Dataset entries:
##########
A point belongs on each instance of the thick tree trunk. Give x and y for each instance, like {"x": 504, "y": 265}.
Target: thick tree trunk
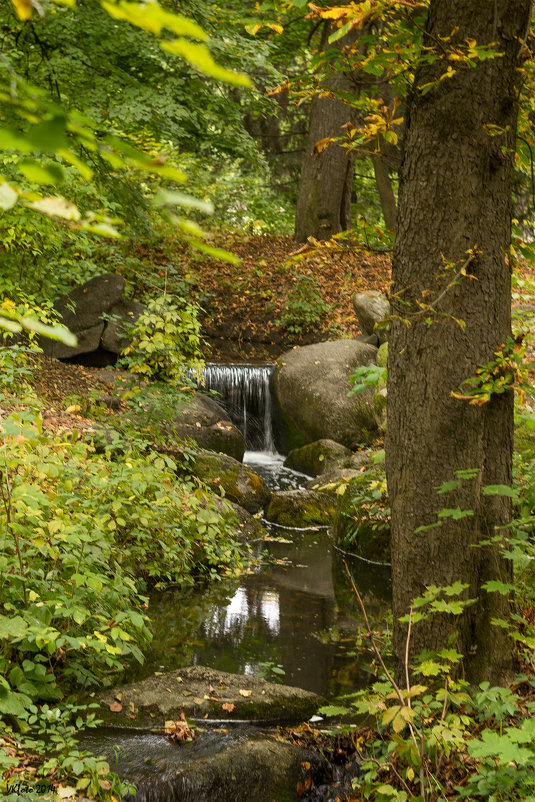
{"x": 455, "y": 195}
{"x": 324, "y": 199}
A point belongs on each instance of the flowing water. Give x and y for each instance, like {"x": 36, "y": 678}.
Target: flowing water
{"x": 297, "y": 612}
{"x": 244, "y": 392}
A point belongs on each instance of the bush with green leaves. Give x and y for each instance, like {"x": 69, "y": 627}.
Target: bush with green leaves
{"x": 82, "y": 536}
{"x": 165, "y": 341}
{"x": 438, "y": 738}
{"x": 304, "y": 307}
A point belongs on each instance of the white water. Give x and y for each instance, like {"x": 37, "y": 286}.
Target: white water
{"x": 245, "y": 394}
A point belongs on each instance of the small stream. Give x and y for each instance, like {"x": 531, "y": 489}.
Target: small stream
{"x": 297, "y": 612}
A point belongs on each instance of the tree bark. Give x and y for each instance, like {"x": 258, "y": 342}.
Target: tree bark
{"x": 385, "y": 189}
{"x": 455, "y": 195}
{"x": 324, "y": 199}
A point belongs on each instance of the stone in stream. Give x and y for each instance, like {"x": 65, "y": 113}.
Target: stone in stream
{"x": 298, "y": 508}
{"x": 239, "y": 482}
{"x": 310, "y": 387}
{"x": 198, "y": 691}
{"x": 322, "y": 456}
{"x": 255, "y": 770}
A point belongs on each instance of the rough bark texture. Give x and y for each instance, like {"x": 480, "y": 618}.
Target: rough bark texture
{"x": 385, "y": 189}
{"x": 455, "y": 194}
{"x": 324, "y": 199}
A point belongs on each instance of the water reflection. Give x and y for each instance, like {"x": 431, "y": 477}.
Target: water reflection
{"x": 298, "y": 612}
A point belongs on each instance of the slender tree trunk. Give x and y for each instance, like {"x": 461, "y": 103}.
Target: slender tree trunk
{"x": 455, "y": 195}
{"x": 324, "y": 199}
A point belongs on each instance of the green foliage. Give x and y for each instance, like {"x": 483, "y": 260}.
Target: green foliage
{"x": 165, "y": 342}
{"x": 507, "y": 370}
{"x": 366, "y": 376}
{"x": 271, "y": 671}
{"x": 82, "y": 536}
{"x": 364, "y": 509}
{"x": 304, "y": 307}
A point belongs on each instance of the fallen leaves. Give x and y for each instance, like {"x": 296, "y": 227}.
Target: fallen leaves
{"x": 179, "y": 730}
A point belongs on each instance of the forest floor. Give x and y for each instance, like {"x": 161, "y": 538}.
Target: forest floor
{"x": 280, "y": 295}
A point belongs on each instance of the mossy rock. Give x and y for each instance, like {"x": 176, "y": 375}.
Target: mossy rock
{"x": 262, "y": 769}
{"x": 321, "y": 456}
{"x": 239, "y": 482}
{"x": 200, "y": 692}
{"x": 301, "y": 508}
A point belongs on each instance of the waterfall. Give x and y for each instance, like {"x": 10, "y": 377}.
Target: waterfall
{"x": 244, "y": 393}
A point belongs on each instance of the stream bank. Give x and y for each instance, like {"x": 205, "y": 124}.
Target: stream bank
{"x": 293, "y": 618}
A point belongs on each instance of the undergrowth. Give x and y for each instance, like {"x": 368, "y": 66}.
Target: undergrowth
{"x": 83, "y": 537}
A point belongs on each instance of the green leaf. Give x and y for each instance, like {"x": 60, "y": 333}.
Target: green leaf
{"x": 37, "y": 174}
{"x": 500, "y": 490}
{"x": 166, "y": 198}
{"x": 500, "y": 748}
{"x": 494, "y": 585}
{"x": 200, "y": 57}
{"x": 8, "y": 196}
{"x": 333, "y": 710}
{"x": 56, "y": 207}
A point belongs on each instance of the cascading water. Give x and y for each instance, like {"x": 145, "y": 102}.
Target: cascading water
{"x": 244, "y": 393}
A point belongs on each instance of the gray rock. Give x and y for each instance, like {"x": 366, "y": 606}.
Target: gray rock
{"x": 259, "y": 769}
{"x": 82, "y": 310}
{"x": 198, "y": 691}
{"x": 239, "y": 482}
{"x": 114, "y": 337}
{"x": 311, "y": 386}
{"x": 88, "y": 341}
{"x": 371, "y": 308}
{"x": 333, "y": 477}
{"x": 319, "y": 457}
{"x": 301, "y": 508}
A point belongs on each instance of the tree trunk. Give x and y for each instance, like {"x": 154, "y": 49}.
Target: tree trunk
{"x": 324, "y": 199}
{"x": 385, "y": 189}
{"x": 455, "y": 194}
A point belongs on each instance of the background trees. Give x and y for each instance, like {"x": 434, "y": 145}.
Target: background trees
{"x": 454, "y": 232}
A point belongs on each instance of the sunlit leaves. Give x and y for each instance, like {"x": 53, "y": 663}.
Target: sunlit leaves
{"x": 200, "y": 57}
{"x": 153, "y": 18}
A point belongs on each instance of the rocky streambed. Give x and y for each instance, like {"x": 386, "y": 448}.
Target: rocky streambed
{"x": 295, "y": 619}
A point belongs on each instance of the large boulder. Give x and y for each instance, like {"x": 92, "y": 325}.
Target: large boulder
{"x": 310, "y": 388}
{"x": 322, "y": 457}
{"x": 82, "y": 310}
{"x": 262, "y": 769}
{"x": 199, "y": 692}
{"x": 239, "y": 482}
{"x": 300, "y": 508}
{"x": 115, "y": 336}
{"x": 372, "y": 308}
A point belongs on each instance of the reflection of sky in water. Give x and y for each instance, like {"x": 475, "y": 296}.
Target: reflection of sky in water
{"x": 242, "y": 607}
##########
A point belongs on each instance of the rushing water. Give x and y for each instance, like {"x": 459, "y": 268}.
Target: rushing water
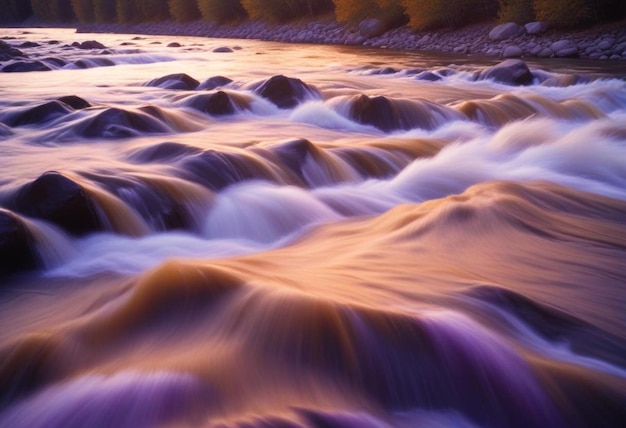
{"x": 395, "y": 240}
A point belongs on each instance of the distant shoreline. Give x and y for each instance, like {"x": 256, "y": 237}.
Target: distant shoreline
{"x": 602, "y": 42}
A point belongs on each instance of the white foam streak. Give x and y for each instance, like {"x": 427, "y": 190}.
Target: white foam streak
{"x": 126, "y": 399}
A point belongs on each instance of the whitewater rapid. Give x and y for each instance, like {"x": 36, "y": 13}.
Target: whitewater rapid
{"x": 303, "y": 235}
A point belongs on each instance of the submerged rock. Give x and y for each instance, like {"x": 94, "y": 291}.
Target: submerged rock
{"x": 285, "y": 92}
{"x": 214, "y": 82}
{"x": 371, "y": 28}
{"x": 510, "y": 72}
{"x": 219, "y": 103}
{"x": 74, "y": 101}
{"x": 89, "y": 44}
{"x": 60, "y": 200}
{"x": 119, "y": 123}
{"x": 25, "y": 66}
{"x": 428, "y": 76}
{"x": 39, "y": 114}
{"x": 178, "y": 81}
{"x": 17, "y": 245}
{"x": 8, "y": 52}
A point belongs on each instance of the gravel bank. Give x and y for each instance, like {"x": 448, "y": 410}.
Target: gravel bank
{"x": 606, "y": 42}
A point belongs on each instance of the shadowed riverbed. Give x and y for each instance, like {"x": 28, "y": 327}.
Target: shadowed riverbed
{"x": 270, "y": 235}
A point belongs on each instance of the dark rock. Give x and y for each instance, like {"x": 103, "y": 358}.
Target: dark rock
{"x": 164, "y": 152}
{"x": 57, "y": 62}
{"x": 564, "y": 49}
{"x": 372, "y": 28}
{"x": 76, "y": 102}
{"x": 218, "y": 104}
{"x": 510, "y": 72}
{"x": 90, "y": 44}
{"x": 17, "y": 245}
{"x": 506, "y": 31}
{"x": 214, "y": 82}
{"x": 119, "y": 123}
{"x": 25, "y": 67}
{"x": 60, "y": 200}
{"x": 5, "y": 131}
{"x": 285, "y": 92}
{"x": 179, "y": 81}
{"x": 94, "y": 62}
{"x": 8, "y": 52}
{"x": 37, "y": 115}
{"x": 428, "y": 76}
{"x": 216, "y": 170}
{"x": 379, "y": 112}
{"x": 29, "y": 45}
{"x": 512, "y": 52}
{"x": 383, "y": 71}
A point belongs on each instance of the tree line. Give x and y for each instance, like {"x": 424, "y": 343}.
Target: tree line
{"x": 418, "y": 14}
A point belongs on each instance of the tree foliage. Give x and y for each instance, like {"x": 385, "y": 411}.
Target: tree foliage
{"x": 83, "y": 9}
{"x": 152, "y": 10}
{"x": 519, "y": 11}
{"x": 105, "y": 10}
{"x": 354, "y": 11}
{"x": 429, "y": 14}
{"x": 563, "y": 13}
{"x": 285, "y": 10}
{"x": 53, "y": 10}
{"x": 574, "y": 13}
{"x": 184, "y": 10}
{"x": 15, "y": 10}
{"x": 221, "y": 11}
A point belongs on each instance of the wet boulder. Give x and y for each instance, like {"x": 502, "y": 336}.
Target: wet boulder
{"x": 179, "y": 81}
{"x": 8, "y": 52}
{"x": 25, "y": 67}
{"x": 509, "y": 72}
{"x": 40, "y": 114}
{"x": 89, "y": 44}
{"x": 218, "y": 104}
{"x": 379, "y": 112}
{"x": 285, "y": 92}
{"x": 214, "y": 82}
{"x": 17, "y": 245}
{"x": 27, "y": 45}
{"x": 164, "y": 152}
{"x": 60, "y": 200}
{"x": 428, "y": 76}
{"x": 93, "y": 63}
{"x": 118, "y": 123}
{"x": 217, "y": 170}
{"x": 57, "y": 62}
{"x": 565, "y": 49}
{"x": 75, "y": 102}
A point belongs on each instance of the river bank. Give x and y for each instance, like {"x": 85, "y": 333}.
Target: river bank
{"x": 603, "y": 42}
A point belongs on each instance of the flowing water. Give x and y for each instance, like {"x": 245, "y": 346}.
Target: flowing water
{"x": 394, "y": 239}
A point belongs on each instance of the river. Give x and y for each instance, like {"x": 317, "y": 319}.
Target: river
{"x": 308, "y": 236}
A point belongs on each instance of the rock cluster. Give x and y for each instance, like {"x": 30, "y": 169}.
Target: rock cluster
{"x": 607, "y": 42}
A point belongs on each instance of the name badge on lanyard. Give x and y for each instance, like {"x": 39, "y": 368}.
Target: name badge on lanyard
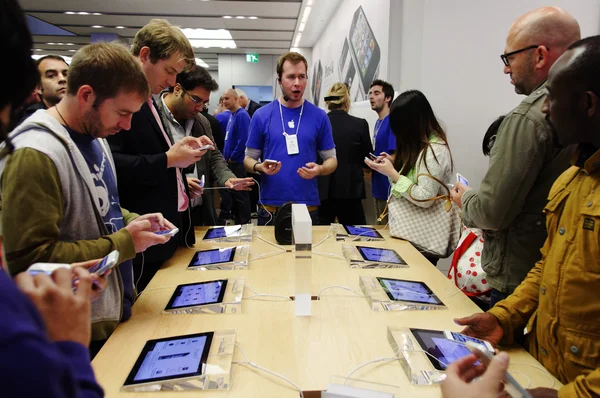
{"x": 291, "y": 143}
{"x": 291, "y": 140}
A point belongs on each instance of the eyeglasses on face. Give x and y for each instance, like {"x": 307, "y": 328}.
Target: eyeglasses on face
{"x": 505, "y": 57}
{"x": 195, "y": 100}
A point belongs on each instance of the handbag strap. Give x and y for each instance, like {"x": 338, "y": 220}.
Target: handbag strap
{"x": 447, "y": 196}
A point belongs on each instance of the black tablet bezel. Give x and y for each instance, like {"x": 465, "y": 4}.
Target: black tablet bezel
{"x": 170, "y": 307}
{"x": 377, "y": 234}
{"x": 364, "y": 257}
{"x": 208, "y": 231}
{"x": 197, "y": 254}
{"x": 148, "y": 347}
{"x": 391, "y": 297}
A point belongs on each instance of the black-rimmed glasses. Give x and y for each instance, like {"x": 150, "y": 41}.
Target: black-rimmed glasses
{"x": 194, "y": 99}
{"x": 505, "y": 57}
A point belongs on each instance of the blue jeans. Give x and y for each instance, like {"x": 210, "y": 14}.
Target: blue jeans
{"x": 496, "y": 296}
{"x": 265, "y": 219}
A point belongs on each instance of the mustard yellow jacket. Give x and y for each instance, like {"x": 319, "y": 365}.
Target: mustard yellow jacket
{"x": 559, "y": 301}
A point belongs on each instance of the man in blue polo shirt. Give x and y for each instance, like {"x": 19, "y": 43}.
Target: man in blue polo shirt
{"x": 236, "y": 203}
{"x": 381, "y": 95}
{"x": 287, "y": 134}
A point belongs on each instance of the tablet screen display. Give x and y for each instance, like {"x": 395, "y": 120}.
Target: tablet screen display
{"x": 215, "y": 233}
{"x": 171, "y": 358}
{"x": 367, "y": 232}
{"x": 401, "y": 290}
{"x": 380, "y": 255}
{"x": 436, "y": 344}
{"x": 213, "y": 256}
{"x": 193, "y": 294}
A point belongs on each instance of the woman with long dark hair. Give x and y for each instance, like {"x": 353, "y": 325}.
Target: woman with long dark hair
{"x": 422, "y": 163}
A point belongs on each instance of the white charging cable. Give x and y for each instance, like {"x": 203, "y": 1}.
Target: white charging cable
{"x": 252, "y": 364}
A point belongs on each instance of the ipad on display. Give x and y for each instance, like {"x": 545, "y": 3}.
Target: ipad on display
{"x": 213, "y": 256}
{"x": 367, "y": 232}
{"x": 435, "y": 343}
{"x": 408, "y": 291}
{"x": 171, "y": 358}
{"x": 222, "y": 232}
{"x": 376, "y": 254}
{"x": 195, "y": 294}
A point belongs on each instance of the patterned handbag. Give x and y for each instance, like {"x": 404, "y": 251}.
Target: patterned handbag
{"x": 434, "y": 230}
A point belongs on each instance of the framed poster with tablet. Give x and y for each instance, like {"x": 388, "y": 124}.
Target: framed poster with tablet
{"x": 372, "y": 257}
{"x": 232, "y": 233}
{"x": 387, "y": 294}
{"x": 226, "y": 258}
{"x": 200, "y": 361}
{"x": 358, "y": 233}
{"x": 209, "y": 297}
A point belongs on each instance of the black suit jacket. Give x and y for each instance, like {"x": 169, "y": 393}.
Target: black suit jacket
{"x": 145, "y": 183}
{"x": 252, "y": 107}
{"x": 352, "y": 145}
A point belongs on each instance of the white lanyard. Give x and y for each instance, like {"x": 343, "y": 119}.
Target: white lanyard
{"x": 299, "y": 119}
##########
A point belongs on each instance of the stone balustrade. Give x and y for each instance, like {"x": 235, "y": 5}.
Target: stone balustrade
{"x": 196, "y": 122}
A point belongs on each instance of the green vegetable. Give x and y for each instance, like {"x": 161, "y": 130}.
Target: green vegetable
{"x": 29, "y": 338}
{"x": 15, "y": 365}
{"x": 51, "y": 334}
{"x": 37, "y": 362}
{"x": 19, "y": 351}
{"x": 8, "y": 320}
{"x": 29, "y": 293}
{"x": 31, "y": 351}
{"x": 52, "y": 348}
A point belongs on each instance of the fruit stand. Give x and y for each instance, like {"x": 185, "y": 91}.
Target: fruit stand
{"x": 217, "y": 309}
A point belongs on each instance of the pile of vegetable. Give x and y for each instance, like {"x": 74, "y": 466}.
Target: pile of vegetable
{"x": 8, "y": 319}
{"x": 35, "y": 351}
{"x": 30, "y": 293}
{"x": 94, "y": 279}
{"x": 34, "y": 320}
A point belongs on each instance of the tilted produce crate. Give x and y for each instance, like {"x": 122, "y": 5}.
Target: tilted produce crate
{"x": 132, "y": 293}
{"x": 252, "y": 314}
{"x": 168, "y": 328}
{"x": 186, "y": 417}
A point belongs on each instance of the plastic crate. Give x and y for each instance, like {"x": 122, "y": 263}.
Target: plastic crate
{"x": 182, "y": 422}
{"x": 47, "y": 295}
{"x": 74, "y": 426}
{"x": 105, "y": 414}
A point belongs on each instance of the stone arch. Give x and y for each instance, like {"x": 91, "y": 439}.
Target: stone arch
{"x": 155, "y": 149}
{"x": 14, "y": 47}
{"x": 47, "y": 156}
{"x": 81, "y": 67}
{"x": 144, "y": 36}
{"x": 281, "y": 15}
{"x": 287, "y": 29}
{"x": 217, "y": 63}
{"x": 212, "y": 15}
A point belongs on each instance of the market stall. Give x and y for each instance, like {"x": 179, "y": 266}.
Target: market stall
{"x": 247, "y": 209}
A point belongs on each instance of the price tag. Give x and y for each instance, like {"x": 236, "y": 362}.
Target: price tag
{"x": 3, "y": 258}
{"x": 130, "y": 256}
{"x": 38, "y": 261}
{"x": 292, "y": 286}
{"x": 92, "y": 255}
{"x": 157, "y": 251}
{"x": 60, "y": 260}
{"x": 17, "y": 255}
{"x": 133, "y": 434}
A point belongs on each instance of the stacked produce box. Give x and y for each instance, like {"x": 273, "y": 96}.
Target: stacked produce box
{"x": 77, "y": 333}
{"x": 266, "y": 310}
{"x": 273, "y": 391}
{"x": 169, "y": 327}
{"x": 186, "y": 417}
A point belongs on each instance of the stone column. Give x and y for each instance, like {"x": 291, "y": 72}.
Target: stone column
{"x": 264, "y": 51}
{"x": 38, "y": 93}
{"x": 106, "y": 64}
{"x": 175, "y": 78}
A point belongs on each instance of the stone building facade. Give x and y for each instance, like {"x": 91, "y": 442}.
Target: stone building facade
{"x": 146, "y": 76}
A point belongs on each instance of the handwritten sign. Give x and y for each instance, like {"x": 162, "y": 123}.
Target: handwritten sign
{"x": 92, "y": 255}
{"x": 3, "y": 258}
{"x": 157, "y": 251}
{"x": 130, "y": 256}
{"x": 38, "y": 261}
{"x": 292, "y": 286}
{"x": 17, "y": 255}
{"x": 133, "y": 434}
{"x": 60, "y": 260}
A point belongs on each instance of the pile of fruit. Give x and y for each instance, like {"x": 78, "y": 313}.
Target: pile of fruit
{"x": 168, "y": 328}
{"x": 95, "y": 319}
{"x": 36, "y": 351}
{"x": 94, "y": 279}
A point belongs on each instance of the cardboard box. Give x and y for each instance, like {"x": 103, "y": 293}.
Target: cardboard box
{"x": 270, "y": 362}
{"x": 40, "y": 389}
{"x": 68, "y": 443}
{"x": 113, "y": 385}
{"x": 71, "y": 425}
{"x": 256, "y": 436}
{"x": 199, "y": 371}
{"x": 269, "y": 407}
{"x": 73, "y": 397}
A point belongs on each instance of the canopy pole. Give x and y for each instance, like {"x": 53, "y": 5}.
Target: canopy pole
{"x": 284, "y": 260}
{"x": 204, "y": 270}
##########
▶ [What the exercise asks]
Which lines run from the one holding "Target: forest floor" through the one holding "A point belongs on each instance of the green leaf." in the records above? Repeat them exactly, both included, and nothing more.

▶ [Response to the exercise]
Target: forest floor
{"x": 280, "y": 295}
A point belongs on each instance of the mossy rock. Give x and y for each instance, like {"x": 176, "y": 375}.
Target: mossy rock
{"x": 262, "y": 769}
{"x": 321, "y": 456}
{"x": 239, "y": 482}
{"x": 200, "y": 692}
{"x": 301, "y": 508}
A point belongs on each instance of the waterfall. Give x and y for each instance, like {"x": 10, "y": 377}.
Target: waterfall
{"x": 244, "y": 393}
A point belongs on each instance of the stream bank. Give x and y for each instance, like {"x": 205, "y": 124}.
Target: stream bank
{"x": 293, "y": 618}
A point belongs on each instance of the undergrowth. Give x and y for each instance, like {"x": 368, "y": 66}.
Target: undergrowth
{"x": 83, "y": 537}
A point belongs on each instance of the green leaf. Give x and y for each instance, like {"x": 60, "y": 333}.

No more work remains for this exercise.